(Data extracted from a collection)
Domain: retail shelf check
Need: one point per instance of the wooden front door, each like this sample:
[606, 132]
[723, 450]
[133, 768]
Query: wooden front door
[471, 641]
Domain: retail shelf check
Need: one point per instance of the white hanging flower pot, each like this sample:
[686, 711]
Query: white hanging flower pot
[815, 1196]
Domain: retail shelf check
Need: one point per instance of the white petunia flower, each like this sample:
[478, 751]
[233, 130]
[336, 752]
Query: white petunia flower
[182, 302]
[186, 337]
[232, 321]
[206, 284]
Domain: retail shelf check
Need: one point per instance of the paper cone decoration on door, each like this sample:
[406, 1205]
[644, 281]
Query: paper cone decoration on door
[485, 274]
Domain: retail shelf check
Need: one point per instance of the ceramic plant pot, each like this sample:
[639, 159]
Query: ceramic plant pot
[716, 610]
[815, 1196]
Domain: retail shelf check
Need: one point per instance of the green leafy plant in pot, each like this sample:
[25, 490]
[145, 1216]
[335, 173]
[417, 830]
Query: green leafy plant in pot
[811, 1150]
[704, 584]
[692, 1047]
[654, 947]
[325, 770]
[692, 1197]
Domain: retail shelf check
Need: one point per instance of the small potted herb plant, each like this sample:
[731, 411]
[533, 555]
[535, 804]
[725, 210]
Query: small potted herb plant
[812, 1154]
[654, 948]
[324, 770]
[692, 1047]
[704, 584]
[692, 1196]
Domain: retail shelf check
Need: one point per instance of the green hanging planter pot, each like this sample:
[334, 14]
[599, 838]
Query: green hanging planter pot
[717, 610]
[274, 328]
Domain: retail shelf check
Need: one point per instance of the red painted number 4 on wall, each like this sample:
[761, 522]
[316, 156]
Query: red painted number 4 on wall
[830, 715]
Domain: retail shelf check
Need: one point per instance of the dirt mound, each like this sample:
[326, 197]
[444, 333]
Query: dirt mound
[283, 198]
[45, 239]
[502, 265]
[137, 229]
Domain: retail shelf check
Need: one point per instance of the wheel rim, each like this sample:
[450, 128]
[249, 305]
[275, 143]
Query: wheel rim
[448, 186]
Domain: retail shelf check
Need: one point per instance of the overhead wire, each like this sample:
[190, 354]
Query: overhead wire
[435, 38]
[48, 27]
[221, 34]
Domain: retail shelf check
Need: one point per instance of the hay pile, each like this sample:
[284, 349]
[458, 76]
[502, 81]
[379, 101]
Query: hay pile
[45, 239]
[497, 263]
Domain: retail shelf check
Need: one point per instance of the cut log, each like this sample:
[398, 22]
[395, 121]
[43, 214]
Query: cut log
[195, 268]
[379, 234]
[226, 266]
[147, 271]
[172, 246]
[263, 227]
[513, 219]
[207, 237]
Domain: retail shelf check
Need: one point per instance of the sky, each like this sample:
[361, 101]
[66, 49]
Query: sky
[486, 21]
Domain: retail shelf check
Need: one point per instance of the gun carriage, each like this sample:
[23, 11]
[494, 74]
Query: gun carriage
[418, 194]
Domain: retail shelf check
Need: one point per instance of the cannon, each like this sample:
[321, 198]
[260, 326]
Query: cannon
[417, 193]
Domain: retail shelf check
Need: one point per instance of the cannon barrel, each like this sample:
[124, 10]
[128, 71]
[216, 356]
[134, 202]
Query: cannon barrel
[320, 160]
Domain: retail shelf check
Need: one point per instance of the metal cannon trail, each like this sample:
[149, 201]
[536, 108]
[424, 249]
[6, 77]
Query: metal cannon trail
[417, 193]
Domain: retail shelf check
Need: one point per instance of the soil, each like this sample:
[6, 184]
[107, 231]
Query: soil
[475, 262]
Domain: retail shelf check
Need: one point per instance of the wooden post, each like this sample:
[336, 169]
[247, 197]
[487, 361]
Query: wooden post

» Written problem
Take the data above and return it exactly.

» The result
Domain: retail shelf check
Need: one point per instance of the wooden front door, each like this sample:
[606, 132]
[723, 450]
[133, 768]
Query: wooden front door
[471, 641]
Domain: retail shelf check
Need: one point per instance of the white hanging flower pot, each like this sample:
[686, 711]
Query: white hanging flower pot
[815, 1196]
Domain: retail shelf check
Need: one point per instance of the white petunia flower, each like this sample:
[478, 751]
[233, 130]
[336, 752]
Query: white petunia flower
[182, 302]
[186, 337]
[232, 321]
[206, 284]
Domain: retail shelf check
Need: one point per instance of the paper cone decoration on door, each like this sample:
[406, 1205]
[644, 281]
Query: paper cone decoration on door
[485, 274]
Domain: retail shelf check
Need: one point per instance of the ceramic plant pot, each like this sample:
[639, 159]
Query: ceramic plant pot
[716, 610]
[815, 1196]
Domain: retail shelf check
Need: one point per instance of the green leafy plant in pot, each like this sample:
[25, 490]
[145, 1216]
[335, 173]
[417, 830]
Query: green leafy plant in pot
[811, 1150]
[704, 584]
[692, 1047]
[654, 947]
[325, 770]
[692, 1197]
Domain: retail shelf check
Need: one point per instance of the small potted herb plant, each like this sample:
[731, 411]
[533, 555]
[535, 804]
[725, 210]
Query: small potted herb plant
[812, 1154]
[654, 948]
[324, 770]
[692, 1047]
[704, 584]
[692, 1196]
Domain: retail shelf check
Need: one point per instance of the green hanging planter pot, each like this sample:
[334, 14]
[599, 838]
Query: green hanging planter pot
[717, 610]
[274, 328]
Domain: retail shelf check
Need: one point per instance of the red painted number 4 on wall, each like this sample:
[761, 522]
[316, 156]
Query: red painted number 4 on wall
[830, 715]
Domain: retail shelf check
Need: one point per instance of the dirt mound, each like this sample:
[326, 197]
[444, 333]
Query: dirt mound
[283, 198]
[45, 239]
[502, 265]
[137, 229]
Domain: retail shelf check
Need: one point per instance of the wheel rim, each like this sample:
[450, 128]
[249, 305]
[275, 143]
Query: wheel rim
[448, 186]
Domain: retail shelf check
Need: one point per instance of the overhead wire, each like this sample:
[190, 354]
Query: overhead wire
[435, 38]
[48, 27]
[221, 34]
Domain: retail shelf check
Need: one point per instance of the hay pile, each like this sample:
[284, 349]
[458, 76]
[502, 81]
[379, 101]
Query: hay pile
[45, 239]
[497, 263]
Domain: retail shelf check
Need: one point per instance of the cut log, each like this sample:
[398, 22]
[395, 121]
[43, 214]
Query: cut log
[195, 268]
[379, 234]
[226, 266]
[147, 271]
[172, 246]
[263, 227]
[513, 219]
[207, 237]
Domain: retail shelf check
Need: one point per instance of the sky, each like this sample:
[361, 101]
[66, 49]
Query: sky
[486, 21]
Domain: retail shelf check
Need: one point per instance of the gun carriage, each like this sample:
[23, 11]
[494, 74]
Query: gun carriage
[418, 194]
Domain: retail shelf check
Need: one point per instance of the cannon, each like this sample:
[321, 198]
[260, 326]
Query: cannon
[417, 193]
Domain: retail shelf check
Need: one point per instance of the cannon barrel, each like this sample:
[124, 10]
[128, 71]
[216, 356]
[134, 202]
Query: cannon barrel
[320, 160]
Domain: retail shelf check
Need: one point per instance of the metal cannon trail, each like this sample:
[149, 201]
[536, 108]
[424, 249]
[6, 77]
Query: metal cannon trail
[417, 193]
Domain: retail shelf check
Need: one point per instance of the soil, each like this sample:
[6, 184]
[107, 231]
Query: soil
[475, 262]
Domain: retail shelf check
Need: one point per instance of the wooden post, each like this sample:
[336, 169]
[247, 197]
[487, 361]
Query: wooden post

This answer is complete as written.